What the task requires: Reproduce exactly the lines from the one containing "man in dark" through the end of the listing, minus the pictures.
=-=-=
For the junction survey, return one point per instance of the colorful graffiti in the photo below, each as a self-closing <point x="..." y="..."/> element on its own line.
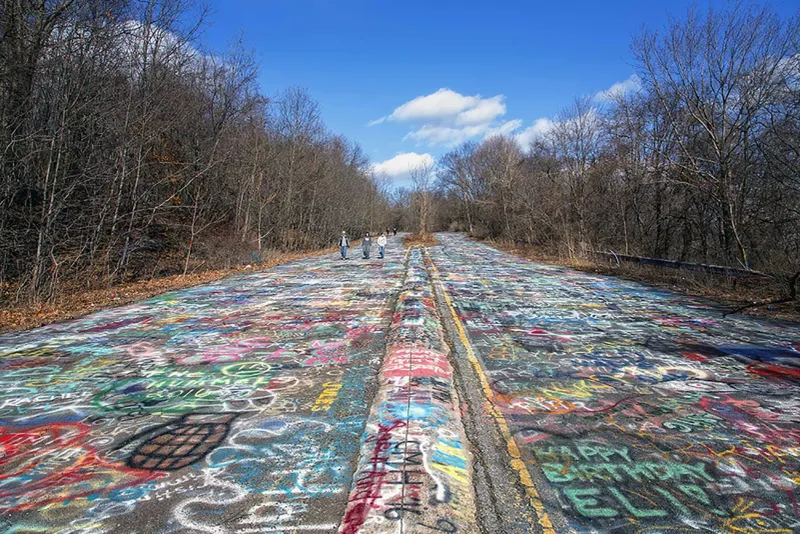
<point x="635" y="409"/>
<point x="237" y="406"/>
<point x="414" y="474"/>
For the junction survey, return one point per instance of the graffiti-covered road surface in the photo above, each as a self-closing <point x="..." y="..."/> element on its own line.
<point x="631" y="409"/>
<point x="453" y="389"/>
<point x="237" y="406"/>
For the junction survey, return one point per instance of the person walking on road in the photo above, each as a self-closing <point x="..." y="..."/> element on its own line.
<point x="366" y="243"/>
<point x="381" y="245"/>
<point x="344" y="244"/>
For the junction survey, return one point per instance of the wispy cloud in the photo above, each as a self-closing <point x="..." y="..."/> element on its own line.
<point x="402" y="164"/>
<point x="539" y="128"/>
<point x="632" y="85"/>
<point x="446" y="117"/>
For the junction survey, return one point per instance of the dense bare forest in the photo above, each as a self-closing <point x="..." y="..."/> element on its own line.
<point x="701" y="164"/>
<point x="130" y="153"/>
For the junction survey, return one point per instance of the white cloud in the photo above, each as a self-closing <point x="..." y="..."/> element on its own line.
<point x="445" y="135"/>
<point x="506" y="128"/>
<point x="439" y="106"/>
<point x="402" y="164"/>
<point x="447" y="117"/>
<point x="632" y="85"/>
<point x="484" y="112"/>
<point x="539" y="128"/>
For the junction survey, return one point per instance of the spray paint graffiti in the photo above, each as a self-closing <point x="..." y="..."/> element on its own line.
<point x="414" y="471"/>
<point x="235" y="406"/>
<point x="636" y="410"/>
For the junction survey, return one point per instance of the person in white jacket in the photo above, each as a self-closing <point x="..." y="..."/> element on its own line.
<point x="344" y="244"/>
<point x="381" y="245"/>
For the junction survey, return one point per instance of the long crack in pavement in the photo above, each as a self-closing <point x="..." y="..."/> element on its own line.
<point x="634" y="409"/>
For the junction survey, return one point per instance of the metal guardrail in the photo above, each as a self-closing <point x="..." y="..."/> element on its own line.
<point x="674" y="264"/>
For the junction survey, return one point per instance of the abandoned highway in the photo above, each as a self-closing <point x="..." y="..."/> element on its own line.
<point x="453" y="388"/>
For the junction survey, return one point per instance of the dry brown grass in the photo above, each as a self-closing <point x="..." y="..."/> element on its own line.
<point x="728" y="291"/>
<point x="83" y="301"/>
<point x="420" y="239"/>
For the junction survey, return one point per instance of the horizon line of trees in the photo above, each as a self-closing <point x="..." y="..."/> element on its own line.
<point x="129" y="153"/>
<point x="702" y="164"/>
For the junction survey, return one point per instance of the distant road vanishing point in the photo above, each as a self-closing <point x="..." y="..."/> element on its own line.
<point x="454" y="388"/>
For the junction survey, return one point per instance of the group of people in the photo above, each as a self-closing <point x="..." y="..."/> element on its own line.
<point x="366" y="244"/>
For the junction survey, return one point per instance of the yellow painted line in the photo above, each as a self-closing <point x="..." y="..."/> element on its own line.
<point x="517" y="464"/>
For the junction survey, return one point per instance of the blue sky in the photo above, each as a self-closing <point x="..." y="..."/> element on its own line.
<point x="506" y="64"/>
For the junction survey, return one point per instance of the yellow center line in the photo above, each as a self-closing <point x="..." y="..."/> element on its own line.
<point x="517" y="464"/>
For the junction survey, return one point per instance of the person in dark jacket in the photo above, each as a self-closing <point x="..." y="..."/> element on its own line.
<point x="366" y="243"/>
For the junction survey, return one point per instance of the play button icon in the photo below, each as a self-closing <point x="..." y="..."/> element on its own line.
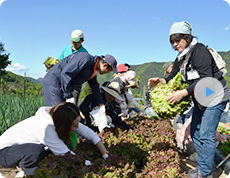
<point x="209" y="91"/>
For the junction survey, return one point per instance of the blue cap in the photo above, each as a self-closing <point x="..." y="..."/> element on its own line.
<point x="180" y="27"/>
<point x="111" y="61"/>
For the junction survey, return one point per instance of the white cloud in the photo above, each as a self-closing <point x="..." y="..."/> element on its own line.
<point x="227" y="1"/>
<point x="1" y="1"/>
<point x="227" y="28"/>
<point x="17" y="68"/>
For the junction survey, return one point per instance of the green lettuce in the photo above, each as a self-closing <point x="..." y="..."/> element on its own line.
<point x="159" y="98"/>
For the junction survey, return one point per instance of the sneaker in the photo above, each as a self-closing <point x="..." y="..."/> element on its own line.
<point x="196" y="174"/>
<point x="20" y="173"/>
<point x="193" y="157"/>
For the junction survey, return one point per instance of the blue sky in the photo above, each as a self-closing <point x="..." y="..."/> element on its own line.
<point x="132" y="31"/>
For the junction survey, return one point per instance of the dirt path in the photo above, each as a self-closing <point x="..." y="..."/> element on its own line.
<point x="8" y="172"/>
<point x="187" y="165"/>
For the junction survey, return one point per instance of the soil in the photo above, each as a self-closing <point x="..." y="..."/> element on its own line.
<point x="185" y="165"/>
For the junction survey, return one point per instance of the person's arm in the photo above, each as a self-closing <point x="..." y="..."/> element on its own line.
<point x="90" y="135"/>
<point x="94" y="85"/>
<point x="86" y="103"/>
<point x="53" y="142"/>
<point x="154" y="81"/>
<point x="62" y="55"/>
<point x="175" y="70"/>
<point x="70" y="71"/>
<point x="202" y="62"/>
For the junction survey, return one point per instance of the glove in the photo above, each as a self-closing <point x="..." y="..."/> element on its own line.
<point x="71" y="100"/>
<point x="114" y="158"/>
<point x="102" y="108"/>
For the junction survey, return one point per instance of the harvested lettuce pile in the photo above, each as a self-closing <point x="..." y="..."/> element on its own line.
<point x="159" y="98"/>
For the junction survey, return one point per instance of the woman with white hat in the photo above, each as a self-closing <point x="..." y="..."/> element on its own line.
<point x="110" y="92"/>
<point x="195" y="63"/>
<point x="77" y="38"/>
<point x="25" y="144"/>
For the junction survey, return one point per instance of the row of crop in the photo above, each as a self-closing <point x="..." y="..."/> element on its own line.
<point x="148" y="150"/>
<point x="14" y="108"/>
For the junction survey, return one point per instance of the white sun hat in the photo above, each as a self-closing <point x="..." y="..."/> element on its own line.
<point x="76" y="35"/>
<point x="113" y="89"/>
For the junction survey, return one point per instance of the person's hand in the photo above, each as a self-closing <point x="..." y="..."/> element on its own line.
<point x="71" y="100"/>
<point x="113" y="158"/>
<point x="102" y="108"/>
<point x="153" y="81"/>
<point x="177" y="96"/>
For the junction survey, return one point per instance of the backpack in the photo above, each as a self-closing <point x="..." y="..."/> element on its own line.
<point x="220" y="63"/>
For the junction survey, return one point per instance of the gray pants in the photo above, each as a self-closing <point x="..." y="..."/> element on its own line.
<point x="26" y="156"/>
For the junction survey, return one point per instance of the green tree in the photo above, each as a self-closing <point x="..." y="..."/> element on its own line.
<point x="4" y="61"/>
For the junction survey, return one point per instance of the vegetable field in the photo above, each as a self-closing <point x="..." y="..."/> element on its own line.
<point x="14" y="108"/>
<point x="148" y="150"/>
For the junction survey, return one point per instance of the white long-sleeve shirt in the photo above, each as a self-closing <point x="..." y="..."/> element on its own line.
<point x="40" y="129"/>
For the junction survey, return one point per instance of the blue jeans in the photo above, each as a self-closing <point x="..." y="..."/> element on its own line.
<point x="203" y="131"/>
<point x="26" y="156"/>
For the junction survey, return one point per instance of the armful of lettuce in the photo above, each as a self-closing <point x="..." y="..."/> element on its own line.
<point x="159" y="98"/>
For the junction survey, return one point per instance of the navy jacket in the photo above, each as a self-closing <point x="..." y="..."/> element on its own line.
<point x="72" y="72"/>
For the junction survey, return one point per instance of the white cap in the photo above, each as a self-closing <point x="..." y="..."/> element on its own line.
<point x="76" y="35"/>
<point x="180" y="27"/>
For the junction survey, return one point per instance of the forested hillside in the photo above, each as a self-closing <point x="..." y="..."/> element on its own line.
<point x="13" y="83"/>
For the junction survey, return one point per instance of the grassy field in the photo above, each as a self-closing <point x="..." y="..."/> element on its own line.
<point x="14" y="108"/>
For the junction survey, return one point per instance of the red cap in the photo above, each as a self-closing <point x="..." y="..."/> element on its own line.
<point x="122" y="68"/>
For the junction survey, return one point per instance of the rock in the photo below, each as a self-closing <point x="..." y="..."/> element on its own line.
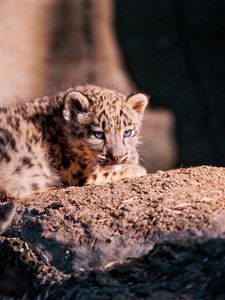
<point x="132" y="238"/>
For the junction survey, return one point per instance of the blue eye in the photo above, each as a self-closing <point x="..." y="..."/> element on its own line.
<point x="99" y="134"/>
<point x="127" y="133"/>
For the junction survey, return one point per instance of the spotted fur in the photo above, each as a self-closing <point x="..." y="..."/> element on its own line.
<point x="84" y="135"/>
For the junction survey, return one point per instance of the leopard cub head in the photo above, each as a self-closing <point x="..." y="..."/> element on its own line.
<point x="103" y="125"/>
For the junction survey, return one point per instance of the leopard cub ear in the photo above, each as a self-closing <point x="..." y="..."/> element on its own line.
<point x="138" y="102"/>
<point x="74" y="102"/>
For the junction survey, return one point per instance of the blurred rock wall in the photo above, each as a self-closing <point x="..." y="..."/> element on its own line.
<point x="175" y="50"/>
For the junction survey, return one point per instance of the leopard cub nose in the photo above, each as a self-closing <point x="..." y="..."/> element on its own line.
<point x="115" y="157"/>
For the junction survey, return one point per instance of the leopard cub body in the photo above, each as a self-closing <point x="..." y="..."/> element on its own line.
<point x="84" y="135"/>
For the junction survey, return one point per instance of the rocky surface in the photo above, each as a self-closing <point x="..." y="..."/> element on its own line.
<point x="156" y="237"/>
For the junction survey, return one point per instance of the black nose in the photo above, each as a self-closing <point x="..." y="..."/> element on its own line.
<point x="114" y="157"/>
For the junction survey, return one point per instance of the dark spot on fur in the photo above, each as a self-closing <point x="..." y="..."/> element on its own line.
<point x="77" y="175"/>
<point x="7" y="138"/>
<point x="18" y="169"/>
<point x="94" y="176"/>
<point x="26" y="161"/>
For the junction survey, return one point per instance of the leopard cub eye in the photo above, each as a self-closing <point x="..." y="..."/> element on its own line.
<point x="99" y="134"/>
<point x="127" y="133"/>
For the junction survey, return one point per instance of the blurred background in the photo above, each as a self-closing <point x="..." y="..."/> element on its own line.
<point x="173" y="50"/>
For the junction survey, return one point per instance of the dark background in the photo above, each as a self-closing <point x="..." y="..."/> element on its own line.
<point x="175" y="50"/>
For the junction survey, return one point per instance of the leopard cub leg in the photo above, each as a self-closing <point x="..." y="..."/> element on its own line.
<point x="115" y="172"/>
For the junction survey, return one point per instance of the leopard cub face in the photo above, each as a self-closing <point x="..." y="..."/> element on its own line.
<point x="103" y="125"/>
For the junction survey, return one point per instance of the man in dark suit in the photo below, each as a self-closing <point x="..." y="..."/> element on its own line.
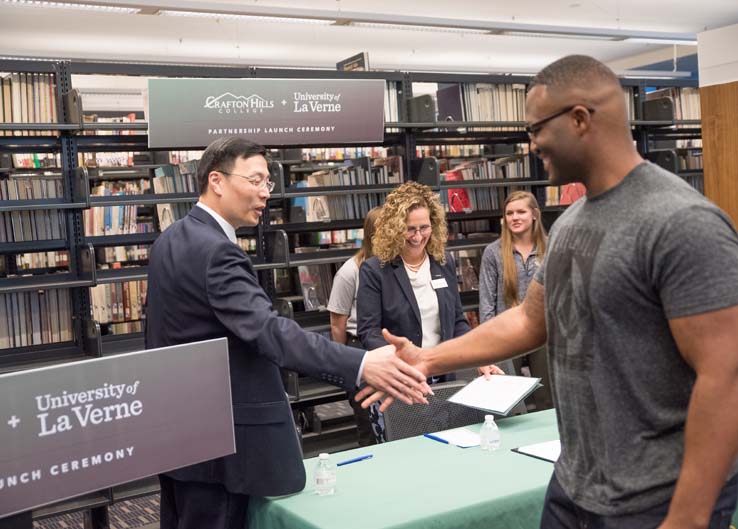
<point x="202" y="286"/>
=-=-=
Answer area:
For the junction survey, return one point per instance of the man in dark suit in the photo below, each as a self-closing <point x="..." y="..."/> element on its own line.
<point x="202" y="286"/>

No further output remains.